[Text section — start]
The thriving of low-income Black workers in Baltimore and beyond is critical for equitable access to housing, food, education, health, recreation, transportation. When someone who works for a living, is still unable to afford adequate food, shelter, clothing and medicine, we remain an inequitable society.

When those workers congregate into the same racial/ethnic group, we have systematic racism: racism which is not only individualized but embedded deep within the policies and infrastructures of our society.

A Black Worker Center can be a base of organizing to address this inequity for Black people in Baltimore.

The ability to work is the first step toward equity. This means that a person has the physical and mental wellness to support them finding employment.

The second step is being qualified to work: has the person had the necessary training to compete in the marketplace for a position?

The third step is the availability of work.

The fourth step is that the place of employment supports the worker so they can stay in the position and thrive.
[Text section — finish]
[Recorded data — start]
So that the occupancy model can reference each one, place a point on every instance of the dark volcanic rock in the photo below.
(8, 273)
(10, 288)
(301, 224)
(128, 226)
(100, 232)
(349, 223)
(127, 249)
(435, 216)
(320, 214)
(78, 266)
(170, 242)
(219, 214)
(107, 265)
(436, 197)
[Recorded data — finish]
Exercise 1 -
Summarize the passage on Black workers in Baltimore in two sentences.
Exercise 2 -
Write the next part of the passage on Black workers in Baltimore, following on from its fourth step.

Response box 1 -
When low-income workers who still cannot afford food, shelter, clothing and medicine are concentrated in one racial or ethnic group, the result is systematic racism embedded in society's policies and infrastructures, and a Black Worker Center can be an organizing base for addressing this inequity for Black people in Baltimore. The steps toward equity are the ability to work, being qualified to work, the availability of work, and a workplace that supports the worker to stay and thrive.

Response box 2 -
This fourth step brings us back full circle to the first: a thriving person has the ability to work. It’s a cycle that continues and that either allows a healthy and holistic body and mind to thrive, or not: on a cellular, organ, individual, and community level.

Black Worker Centers are growing in numbers across the US with, Baltimore launching its center on Martin Luther King Day, January 2017.

Baltimore Black Worker Center  (BBWC) is committed to building a Black worker base, through workers and allies, to address the conditions of workers and to organize to change unfair policies and introduce new policies which support equitable treatment and healthy living, working, and learning conditions for Black workers. Low-wage and unemployed Black workers are some of the most vulnerable communities in our city. If our most vulnerable populations thrive, all of Baltimore will thrive.